**Records for this task:**
--*--

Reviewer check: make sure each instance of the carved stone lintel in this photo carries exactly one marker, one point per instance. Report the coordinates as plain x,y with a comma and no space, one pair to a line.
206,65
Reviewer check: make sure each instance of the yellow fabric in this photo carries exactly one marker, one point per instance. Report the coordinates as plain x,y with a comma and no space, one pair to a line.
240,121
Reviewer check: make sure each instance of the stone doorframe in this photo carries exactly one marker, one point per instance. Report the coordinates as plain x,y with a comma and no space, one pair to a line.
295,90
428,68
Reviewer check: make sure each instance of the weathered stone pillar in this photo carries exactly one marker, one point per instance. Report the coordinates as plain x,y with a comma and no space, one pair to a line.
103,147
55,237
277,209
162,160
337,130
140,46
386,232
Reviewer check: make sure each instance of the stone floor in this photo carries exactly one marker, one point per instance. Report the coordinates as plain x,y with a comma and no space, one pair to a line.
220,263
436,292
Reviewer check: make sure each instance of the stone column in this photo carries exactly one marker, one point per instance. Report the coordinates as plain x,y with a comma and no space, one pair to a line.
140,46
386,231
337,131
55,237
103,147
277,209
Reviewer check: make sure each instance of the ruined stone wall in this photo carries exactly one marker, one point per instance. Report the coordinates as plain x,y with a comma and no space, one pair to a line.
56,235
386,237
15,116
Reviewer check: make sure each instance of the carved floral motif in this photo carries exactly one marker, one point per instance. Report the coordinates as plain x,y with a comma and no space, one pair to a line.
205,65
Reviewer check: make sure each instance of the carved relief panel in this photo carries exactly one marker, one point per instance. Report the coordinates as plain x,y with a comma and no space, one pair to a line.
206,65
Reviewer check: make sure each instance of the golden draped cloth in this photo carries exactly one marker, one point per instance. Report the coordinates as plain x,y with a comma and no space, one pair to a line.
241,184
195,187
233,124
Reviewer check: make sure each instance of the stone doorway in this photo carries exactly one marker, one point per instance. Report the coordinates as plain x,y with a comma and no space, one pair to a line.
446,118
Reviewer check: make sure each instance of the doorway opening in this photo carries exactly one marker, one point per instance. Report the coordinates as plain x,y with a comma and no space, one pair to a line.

--*--

**To be done:** Reproduce exactly the line containing "Reviewer check: make sure each instance of the carved relief" and every line after it through the end of the records above, and nothing else.

**Written solution:**
Reviewer check: make sure each instance of the carved relief panel in this photo carries exactly one marker, one point per instance. Report the coordinates as plain x,y with a comma and no space, one pair to a line.
206,65
Reviewer check: make sure each instance of the golden draped cloth in this photo carries exactly one marker, one point per instance. Report the coordinates as plain x,y with a comma and no space, one pair to a line.
241,184
195,187
233,124
Reviewer check: make sure each instance of the stone doorway in this photo carries exactly one marker, one point per instance. Report the coordinates as plain x,y with a comma and no space, one pair to a line.
446,118
Reviewer check: make sure each instance of the doorway opening in this photo carries exactly one marker, one point per instance. Report the coordinates as plain x,y with a comma and no space, one pair to a line.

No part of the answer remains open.